• Dataset content:
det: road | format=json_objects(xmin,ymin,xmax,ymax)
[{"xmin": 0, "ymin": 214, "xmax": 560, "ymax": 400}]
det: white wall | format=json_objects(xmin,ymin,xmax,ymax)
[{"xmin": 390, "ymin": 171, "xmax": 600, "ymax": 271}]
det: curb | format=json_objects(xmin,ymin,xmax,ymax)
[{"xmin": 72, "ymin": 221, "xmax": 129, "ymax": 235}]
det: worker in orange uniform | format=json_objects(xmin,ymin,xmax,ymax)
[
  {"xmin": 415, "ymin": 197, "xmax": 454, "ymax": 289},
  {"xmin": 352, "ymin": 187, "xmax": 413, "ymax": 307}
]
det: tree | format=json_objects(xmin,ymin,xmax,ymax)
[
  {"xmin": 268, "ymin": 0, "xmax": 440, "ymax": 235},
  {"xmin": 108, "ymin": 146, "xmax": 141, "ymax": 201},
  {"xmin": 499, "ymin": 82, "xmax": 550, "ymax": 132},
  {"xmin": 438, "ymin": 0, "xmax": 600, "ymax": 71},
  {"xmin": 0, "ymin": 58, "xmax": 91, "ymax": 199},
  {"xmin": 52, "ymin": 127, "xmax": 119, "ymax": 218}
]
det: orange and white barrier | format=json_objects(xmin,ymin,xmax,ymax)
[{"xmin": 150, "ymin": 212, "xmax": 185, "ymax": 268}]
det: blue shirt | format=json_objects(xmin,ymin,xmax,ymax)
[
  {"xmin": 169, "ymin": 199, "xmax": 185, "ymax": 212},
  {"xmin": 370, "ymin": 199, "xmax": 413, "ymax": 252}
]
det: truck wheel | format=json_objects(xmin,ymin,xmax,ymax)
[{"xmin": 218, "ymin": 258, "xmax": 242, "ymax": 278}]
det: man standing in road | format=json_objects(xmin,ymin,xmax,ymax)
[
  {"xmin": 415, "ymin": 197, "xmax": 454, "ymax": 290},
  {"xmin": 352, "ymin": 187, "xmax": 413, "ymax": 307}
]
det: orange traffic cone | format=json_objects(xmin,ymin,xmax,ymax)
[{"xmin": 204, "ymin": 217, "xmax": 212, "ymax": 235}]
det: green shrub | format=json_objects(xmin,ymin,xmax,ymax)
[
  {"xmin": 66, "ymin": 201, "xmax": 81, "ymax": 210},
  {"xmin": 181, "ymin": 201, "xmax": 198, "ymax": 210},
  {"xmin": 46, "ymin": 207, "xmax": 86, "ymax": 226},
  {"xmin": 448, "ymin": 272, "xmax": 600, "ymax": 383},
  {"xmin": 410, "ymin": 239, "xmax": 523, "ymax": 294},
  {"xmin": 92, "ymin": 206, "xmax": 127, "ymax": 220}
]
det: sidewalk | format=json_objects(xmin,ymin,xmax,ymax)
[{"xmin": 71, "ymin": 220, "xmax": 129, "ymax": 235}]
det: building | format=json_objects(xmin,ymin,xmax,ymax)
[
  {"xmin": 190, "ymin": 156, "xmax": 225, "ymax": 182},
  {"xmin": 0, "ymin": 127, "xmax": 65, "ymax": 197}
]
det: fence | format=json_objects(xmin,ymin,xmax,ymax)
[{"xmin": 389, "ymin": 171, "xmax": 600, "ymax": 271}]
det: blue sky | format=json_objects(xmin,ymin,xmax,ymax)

• Goal of the exercise: Please report each line of the rows above that contains the word "orange", copying every such line in full. Case counts.

• Solution to the problem:
det: worker in orange uniform | format=json_objects(xmin,ymin,xmax,ymax)
det: orange and white barrier | format=json_objects(xmin,ymin,xmax,ymax)
det: orange traffic cone | format=json_objects(xmin,ymin,xmax,ymax)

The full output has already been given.